▶ Preguntas de estudio:
**a.** Responde con el texto sobre la esperanza de vida:
(i) ¿De dónde proviene el único crecimiento de la población en Canarias?
(ii) ¿Cuántos años anuncia Berlusconi que va a vivir?
(iii) ¿A qué edad, según el texto, te puedes convertir en una piltrafa en silla de ruedas y con pañales?
**b.** Copia del texto sobre la esperanza de vida todo lo que va desde "Hay quienes dibujan" hasta "ya sin conciencia?", sin alterar nada.

Ahora que la esperanza de vida se alarga, ahora que disminuye de manera drástica la natalidad, ahora que incluso en Canarias el único crecimiento de la población proviene de los inmigrantes que nos rejuvenecen, ahora que en el mundo occidental estamos en camino de convertirnos en una sociedad envejecida, los límites de la vida constituyen tema de debate, asunto de actualidad recurrente que ya preocupa a los sociólogos, a los psiquiatras, a los economistas, a los gestores públicos. Hay quienes, como el disoluto Berlusconi, anuncian que van a vivir 120 años ya que se van a trasplantar todo lo trasplantable, y leemos opiniones presuntamente autorizadas que afirman que podríamos superar los 100 años de esperanza de vida. Algunos señalan que con la generalización de los trasplantes y los progresos de la medicina, las sucesivas generaciones superarán la esperanza de vida de ahora mismo. Claro que hay otro dato contradictorio, y es que desde que padecemos el azote de esta crisis la alimentación ha empeorado y aumentan los porcentajes de tumores malignos, de suicidios, de muertes precoces.
Hay quienes dibujan una especie de planeta paraíso de longevos pero también hay quienes se preguntan si vale la pena seguir prolongando la esperanza de vida, si ya a los 80 te puedes convertir en una piltrafa en silla de ruedas y con pañales como si fueras un recién nacido ¿qué sentido tiene prolongar la vida cuando la calidad de esta vida es muy baja y te transformas en un fantasma de lo que fuiste, acaso en estado terminal, acaso sobreviviendo durante años o durante meses conectado a un respirador artificial, acaso transformado en un ser vegetal, ya sin conciencia?

Elementos almacenados:
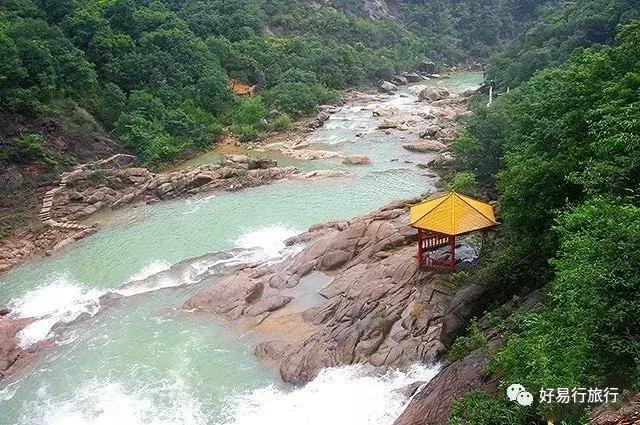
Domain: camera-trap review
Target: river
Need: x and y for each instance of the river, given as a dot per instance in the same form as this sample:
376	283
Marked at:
* * *
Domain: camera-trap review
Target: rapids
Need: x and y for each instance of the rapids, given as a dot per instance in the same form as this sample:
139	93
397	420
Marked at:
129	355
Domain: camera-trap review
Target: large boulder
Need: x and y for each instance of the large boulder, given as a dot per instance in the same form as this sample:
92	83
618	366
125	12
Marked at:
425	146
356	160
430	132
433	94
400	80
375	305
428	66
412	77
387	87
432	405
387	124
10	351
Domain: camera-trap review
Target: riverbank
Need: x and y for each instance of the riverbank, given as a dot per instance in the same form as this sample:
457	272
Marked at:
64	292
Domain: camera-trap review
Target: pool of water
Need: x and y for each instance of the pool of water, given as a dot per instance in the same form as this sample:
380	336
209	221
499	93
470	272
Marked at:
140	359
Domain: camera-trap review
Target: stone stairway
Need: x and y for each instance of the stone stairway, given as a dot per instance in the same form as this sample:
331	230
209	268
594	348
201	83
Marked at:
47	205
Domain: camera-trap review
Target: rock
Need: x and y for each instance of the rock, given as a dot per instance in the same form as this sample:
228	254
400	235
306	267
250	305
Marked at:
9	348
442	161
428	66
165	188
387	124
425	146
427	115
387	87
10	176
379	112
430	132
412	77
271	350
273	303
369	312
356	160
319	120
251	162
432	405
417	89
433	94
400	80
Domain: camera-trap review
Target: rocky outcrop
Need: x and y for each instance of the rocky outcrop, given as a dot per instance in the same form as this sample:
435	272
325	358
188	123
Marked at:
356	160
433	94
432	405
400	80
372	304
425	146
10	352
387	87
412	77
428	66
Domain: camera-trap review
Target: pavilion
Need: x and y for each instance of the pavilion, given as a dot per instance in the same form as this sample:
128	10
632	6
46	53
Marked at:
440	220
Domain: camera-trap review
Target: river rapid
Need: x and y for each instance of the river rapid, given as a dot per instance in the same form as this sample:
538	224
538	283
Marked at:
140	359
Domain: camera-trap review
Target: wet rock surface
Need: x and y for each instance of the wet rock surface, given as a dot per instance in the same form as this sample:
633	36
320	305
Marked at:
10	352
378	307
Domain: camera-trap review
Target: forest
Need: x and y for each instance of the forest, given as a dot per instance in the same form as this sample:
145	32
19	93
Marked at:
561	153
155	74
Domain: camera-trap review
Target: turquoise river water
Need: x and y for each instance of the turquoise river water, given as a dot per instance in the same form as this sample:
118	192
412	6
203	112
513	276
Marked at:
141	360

▶ Resultados del ejercicio:
**a.**
(i) De los inmigrantes.
(ii) 120 años.
(iii) A los 80.

**b.**
Hay quienes dibujan una especie de planeta paraíso de longevos pero también hay quienes se preguntan si vale la pena seguir prolongando la esperanza de vida, si ya a los 80 te puedes convertir en una piltrafa en silla de ruedas y con pañales como si fueras un recién nacido ¿qué sentido tiene prolongar la vida cuando la calidad de esta vida es muy baja y te transformas en un fantasma de lo que fuiste, acaso en estado terminal, acaso sobreviviendo durante años o durante meses conectado a un respirador artificial, acaso transformado en un ser vegetal, ya sin conciencia?